◆ **Set task 1**:
Summarize the article on Seattle's bus tunnel stations in three sentences.

◆ **Extract to read**:

▼▼▼

Tunnel Visions -- Bus Labyrinth Beneath Seattle Spawns Gallery

CUTLINE: TILES CRAFTED BY ELEMENTARY-SCHOOL STUDENTS DECORATE THE NORTH END OF THE INTERNATIONAL DISTRICT STATION. MOTIFS ARE AS VARIED AS A BROWN HORSE ON A BLUE FIELD, OR A PICTURE OF THE GREAT WALL OF CHINA.

CUTLINE: TOM MARKS / SEATTLE TIMES: ENTRANCE TO THE PIONEER SQUARE STATION AT THE PREFONTAINE PLACE PARK IS THROUGH THE WHIMSICAL STEEL-GRILLWORK GATES OF ARTIST GARTH EDWARDS.

CUTLINE: SEATTLE TIMES: BUS TUNNEL STATIONS (MAP NOT IN ELECTRONIC VERSION).

CUTLINE: BUTCH CIDBECK, TUNNEL-OPERATIONS ENGINEER, CHECKS THE PIONEER SQUARE STATION CLOCK MADE FROM TUNNEL-CONSTRUCTION MATERIALS AND TOOLS DONATED BY THE WORKERS.

When Metro opens its multimillion-dollar tunnel Saturday, bus riders will find what are, in effect, underground art exhibits that reflect the character of the city overhead.

With a budget of $1.5 million, teams of artists, engineers, architects and administrators have cooperated in the five-year effort to make the underground environment a place for people as well as buses. From the International District at the southern end of the 1.3-mile tunnel, through the Convention Place station in the north, here's an introductory guide to the largest public-artworks project in the history of the Pacific Northwest.

INTERNATIONAL DISTRICT

STATION

(Fifth Avenue South and

South Jackson Street)

Nearly two dozen ethnic groups participate in the lively Asian scene of the International District. Often drawing on the ideas of local residents, lead artists Alice Adams and Sonya Ishii and station architect Gary Hartnett created a station that could grow into part of the community at festival times as well as with everyday use. On the upper level a raised wooden platform invites impromptu picnics; it also can function as a stage. A roofed market arcade at the east is designed someday to provide a sheltered spot for dim sum sellers and craft booths.

Poetry by Laureen Mar - displayed along supports for a long trellis - honors Japanese and Chinese immigrants who built the surrounding railroads,

and refers to how diverse cultures, like tendrils of ivy, can grow and entwine. The colors of the station are soft, rich and contemplative, including a rich teal and a pure rose - both found in Asian art.

Chinese zodiac signs are inset into the paving of a sunny plaza at the station's south end. At the north, 200 tiles crafted by students at Seattle's Gatzert and Beacon Hill elementary schools flank a stairwell. On the wall of the boarding platform, Ishii refers to Asian decorative tradition with huge ``folding'' origami sculptures.

If the International District station functions as its creators hope, it will serve as a gathering place as well as a transitional point. Natural elements are on an intimate scale, including beds of well-established miniature rose bushes. Overall, the station has an air of both tranquility and expectancy.

PIONEER SQUARE STATION

(Between Jefferson and Cherry streets, under Third Avenue.)

As anyone knows who's taken an underground tour, Seattle has some of the most unusual ``roots'' of any city. The Pioneer Square station evokes the days when merchants beside the mud flats of Elliott Bay decided to rise above the tides by constructing buildings with dual ``ground floors,'' eventually raising street surfaces to the second level. From granite facing to clock faces, the station is full of what might be called social archaeology.

▲▲▲

◆ **Data lines**:
▼▼▼

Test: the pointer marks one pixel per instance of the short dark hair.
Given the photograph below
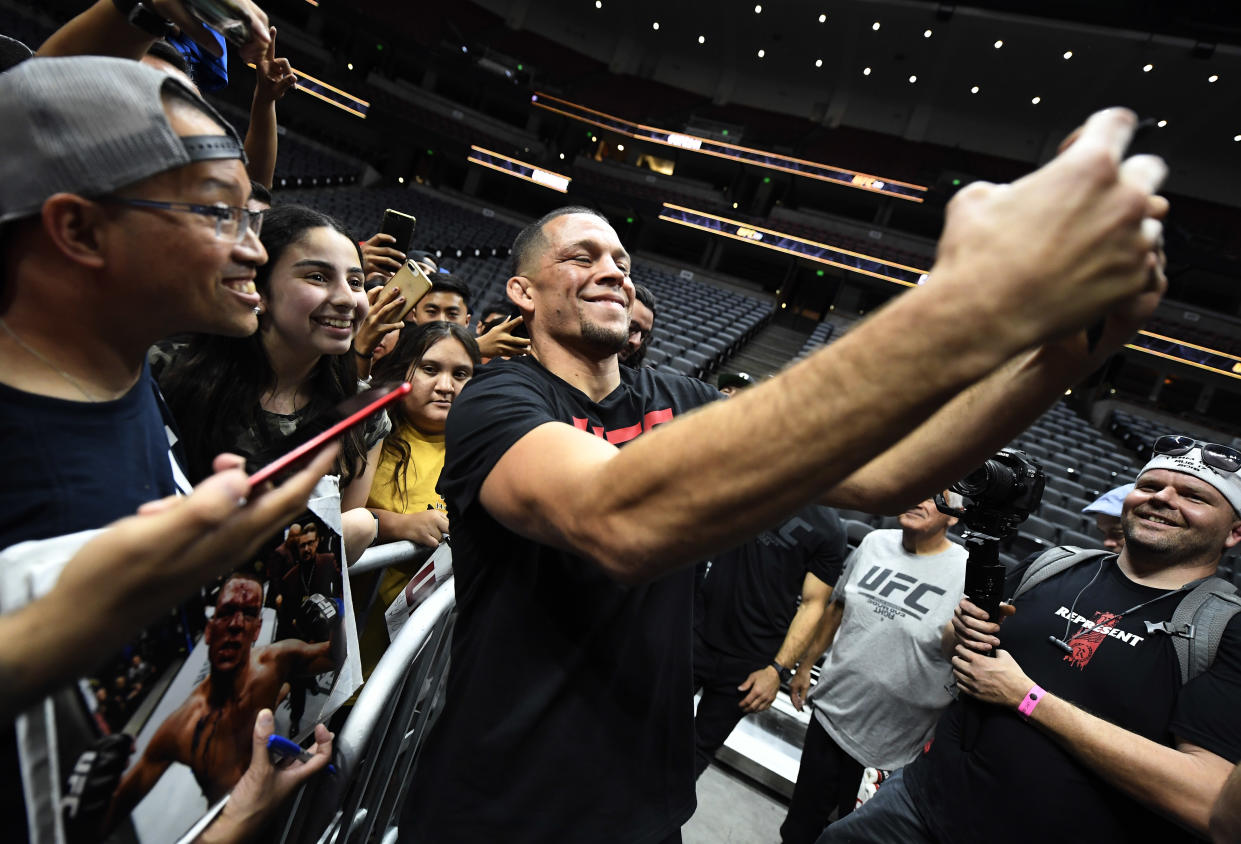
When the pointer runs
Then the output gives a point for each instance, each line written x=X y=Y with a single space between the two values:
x=166 y=52
x=645 y=297
x=446 y=283
x=531 y=238
x=259 y=193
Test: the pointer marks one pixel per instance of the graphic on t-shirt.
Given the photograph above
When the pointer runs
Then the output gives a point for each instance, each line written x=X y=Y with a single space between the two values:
x=624 y=435
x=880 y=583
x=1086 y=643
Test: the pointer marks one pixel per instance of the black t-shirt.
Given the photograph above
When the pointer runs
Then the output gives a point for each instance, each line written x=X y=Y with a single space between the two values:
x=1018 y=783
x=750 y=592
x=68 y=467
x=567 y=713
x=73 y=466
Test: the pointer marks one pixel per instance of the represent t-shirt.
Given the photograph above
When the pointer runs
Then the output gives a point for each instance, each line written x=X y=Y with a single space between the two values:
x=885 y=679
x=1016 y=782
x=750 y=592
x=568 y=706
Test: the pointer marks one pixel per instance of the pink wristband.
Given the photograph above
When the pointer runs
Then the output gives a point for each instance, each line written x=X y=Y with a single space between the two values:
x=1030 y=700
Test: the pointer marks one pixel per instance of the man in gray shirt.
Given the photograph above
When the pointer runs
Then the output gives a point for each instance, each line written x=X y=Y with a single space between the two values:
x=896 y=593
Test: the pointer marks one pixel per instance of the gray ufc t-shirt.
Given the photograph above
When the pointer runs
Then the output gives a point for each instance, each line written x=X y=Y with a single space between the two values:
x=884 y=684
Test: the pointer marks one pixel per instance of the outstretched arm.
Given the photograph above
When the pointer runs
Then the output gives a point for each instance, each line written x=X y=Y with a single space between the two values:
x=1031 y=262
x=1180 y=782
x=137 y=570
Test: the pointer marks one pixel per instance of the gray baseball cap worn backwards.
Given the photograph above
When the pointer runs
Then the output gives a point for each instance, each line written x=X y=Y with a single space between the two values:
x=91 y=124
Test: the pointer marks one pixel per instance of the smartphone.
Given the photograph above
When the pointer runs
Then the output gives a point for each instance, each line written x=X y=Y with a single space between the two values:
x=412 y=283
x=225 y=16
x=313 y=436
x=400 y=226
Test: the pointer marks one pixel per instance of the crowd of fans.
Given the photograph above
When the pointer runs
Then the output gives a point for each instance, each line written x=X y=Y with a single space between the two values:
x=165 y=329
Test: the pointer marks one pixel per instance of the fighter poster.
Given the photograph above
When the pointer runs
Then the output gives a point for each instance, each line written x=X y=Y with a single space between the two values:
x=147 y=744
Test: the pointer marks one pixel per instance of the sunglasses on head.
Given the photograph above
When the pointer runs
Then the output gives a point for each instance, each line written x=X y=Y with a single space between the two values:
x=1225 y=458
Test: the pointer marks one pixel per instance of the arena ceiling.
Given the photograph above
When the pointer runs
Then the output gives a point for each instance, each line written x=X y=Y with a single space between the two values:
x=1003 y=77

▲▲▲

◆ **Set task 2**:
Arrange the part of the rows that opens with the line containing "the outstretched arm." and closes with the line containing "x=137 y=570" as a numbered list, leaving out blank lines.

◆ **Task result 1**:
When Metro opens its bus tunnel on Saturday, riders will find underground art exhibits that reflect the city overhead, the result of a five-year, $1.5 million effort described as the largest public-artworks project in the history of the Pacific Northwest. At the International District station, lead artists Alice Adams and Sonya Ishii and architect Gary Hartnett created a community gathering place with a wooden platform that can serve as a stage, poetry by Laureen Mar honoring Japanese and Chinese immigrants who built the railroads, Chinese zodiac signs in the paving, tiles made by elementary-school students, and huge origami sculptures. The Pioneer Square station recalls the days when merchants raised street surfaces to the second level, and it is full of what might be called social archaeology.

◆ **Task result 2**:
1. Test: the pointer marks one pixel per instance of the outstretched arm.
2. Given the photograph above
3. When the pointer runs
4. Then the output gives a point for each instance, each line written x=X y=Y with a single space between the two values:
5. x=1031 y=262
6. x=1180 y=782
7. x=137 y=570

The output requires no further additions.